[Data records]
"""
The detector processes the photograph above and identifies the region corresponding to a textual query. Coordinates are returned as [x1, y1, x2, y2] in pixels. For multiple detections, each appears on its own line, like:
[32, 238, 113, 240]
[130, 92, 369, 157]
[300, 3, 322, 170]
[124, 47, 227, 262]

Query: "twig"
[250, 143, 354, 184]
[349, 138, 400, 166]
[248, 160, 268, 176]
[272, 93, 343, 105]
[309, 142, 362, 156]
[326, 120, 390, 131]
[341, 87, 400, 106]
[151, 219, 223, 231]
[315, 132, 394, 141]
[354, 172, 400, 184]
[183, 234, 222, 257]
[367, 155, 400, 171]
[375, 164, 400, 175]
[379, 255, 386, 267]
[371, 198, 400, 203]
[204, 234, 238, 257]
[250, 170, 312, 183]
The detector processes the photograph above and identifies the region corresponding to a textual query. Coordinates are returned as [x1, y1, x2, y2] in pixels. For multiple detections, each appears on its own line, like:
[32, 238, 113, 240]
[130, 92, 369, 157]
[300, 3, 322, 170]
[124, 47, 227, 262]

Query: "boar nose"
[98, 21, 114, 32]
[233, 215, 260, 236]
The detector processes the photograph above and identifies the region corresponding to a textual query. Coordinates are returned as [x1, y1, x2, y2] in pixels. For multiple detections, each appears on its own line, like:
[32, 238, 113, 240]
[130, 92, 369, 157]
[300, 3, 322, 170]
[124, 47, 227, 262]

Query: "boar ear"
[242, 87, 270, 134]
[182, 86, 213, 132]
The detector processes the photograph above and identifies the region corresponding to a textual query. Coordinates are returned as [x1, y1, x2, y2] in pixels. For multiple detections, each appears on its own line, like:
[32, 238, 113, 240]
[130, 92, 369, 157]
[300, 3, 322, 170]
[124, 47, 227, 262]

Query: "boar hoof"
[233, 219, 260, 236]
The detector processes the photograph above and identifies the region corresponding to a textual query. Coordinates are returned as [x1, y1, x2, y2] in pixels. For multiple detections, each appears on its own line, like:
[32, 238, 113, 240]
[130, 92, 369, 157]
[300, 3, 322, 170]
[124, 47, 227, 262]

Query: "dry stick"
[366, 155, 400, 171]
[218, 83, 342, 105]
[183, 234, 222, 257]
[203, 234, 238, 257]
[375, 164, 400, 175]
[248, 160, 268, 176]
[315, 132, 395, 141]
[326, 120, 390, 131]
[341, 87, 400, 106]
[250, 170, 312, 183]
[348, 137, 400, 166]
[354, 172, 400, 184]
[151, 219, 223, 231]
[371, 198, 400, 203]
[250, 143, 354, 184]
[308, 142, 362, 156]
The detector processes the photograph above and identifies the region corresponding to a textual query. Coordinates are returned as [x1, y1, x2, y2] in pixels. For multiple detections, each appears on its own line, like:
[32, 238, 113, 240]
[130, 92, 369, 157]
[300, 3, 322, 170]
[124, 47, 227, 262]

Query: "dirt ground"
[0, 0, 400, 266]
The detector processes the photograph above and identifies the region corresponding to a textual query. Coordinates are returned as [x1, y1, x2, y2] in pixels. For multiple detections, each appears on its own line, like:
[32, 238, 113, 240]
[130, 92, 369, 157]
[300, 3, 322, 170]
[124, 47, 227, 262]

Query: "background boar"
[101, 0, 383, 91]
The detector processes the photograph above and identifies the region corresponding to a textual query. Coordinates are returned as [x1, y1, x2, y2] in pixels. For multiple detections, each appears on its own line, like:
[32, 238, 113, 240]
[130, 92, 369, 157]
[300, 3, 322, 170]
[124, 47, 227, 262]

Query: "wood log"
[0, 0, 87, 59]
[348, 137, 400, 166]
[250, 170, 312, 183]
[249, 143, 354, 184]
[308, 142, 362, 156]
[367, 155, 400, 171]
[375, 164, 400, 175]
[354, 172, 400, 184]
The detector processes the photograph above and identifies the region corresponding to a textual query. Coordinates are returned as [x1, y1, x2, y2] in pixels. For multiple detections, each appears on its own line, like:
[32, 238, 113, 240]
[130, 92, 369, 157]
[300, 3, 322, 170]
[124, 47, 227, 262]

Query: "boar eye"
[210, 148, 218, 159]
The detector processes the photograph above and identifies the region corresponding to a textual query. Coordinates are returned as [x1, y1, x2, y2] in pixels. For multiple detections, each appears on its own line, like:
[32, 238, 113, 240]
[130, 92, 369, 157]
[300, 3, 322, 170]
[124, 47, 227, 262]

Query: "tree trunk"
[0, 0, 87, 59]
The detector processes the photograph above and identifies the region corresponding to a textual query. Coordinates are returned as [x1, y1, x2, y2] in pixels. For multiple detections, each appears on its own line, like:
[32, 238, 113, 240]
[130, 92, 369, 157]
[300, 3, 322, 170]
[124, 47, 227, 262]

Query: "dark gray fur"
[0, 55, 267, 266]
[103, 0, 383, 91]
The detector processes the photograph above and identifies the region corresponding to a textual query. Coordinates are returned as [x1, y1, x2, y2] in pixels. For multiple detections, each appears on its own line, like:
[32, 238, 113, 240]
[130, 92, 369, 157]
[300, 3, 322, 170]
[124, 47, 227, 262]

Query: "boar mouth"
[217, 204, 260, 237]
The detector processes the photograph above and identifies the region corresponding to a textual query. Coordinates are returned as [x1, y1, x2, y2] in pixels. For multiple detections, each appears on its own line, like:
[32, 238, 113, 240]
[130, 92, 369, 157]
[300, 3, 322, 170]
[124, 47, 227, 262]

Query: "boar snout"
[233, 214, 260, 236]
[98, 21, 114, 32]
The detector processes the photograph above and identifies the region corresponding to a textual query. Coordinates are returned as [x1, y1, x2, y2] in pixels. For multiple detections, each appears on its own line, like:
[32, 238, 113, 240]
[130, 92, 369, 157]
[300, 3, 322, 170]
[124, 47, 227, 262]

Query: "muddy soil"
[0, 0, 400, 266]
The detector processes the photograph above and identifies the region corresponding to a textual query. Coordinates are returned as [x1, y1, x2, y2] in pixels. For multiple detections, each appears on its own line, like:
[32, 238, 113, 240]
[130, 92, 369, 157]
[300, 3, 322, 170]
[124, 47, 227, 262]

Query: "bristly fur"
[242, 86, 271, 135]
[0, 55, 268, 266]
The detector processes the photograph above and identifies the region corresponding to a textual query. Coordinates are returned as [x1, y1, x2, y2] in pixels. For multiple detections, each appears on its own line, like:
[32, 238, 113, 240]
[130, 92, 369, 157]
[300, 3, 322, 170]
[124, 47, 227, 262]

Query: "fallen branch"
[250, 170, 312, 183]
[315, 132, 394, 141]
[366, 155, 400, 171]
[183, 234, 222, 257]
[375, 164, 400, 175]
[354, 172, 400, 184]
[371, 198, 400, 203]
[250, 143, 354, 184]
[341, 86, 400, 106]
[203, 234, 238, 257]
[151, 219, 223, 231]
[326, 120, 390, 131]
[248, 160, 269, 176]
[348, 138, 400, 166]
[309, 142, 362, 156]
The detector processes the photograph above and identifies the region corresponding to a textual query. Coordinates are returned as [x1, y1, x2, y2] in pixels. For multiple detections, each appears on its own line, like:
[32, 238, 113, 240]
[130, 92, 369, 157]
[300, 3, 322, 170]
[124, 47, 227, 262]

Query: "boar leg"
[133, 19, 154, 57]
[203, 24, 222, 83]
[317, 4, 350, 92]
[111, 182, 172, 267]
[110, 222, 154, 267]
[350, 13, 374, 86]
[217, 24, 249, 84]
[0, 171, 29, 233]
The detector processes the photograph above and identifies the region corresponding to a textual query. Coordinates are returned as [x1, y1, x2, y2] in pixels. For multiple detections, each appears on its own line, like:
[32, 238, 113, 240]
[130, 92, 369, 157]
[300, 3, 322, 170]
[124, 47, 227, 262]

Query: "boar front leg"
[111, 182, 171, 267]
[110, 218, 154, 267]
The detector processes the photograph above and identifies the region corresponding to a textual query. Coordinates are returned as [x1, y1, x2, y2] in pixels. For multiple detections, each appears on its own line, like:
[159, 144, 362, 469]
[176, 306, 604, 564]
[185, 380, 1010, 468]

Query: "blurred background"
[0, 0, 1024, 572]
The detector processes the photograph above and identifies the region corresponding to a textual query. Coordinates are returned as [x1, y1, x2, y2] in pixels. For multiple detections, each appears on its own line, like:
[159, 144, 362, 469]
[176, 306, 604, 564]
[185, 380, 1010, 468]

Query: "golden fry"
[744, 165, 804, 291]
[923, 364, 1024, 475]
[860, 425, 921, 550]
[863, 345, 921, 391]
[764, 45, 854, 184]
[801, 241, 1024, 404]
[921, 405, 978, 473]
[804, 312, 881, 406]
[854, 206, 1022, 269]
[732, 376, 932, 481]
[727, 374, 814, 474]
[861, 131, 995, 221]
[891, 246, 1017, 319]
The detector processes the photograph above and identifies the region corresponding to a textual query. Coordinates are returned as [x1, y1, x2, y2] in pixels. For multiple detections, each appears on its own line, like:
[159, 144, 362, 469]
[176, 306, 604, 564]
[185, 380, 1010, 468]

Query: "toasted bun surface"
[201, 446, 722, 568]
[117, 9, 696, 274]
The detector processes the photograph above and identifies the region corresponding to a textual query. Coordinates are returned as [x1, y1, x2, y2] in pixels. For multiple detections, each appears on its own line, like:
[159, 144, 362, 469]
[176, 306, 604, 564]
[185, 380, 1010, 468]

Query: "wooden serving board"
"""
- [Your instructions] Please copy the records word for word, from their first line through the line containing "[233, 215, 260, 236]", including that line.

- [Correct response]
The detector processes the photograph above and identifies the region corresponding to a textual query. Coordinates are returned as [x1, y1, x2, y2] in pixels. For multiple detections, each appears on its own line, like:
[32, 238, 113, 240]
[130, 92, 369, 157]
[300, 3, 322, 170]
[124, 47, 227, 262]

Query: "twig"
[250, 143, 354, 184]
[349, 138, 400, 166]
[248, 160, 268, 176]
[272, 93, 343, 105]
[309, 142, 362, 156]
[326, 120, 390, 131]
[341, 87, 400, 106]
[151, 219, 223, 231]
[315, 132, 394, 141]
[354, 172, 400, 184]
[183, 234, 222, 257]
[367, 155, 400, 171]
[375, 164, 400, 175]
[379, 255, 386, 267]
[371, 198, 400, 203]
[204, 234, 238, 257]
[250, 170, 312, 183]
The detector processes the photograph above and identifies the region corresponding to a textual query. Coordinates are returned as [x1, y1, x2, y2] in pixels. For multiple detections, each appears on its own line, like:
[32, 238, 113, 240]
[130, 92, 369, 157]
[300, 3, 322, 170]
[124, 47, 227, 262]

Query: "boar nose"
[98, 21, 114, 32]
[233, 215, 260, 236]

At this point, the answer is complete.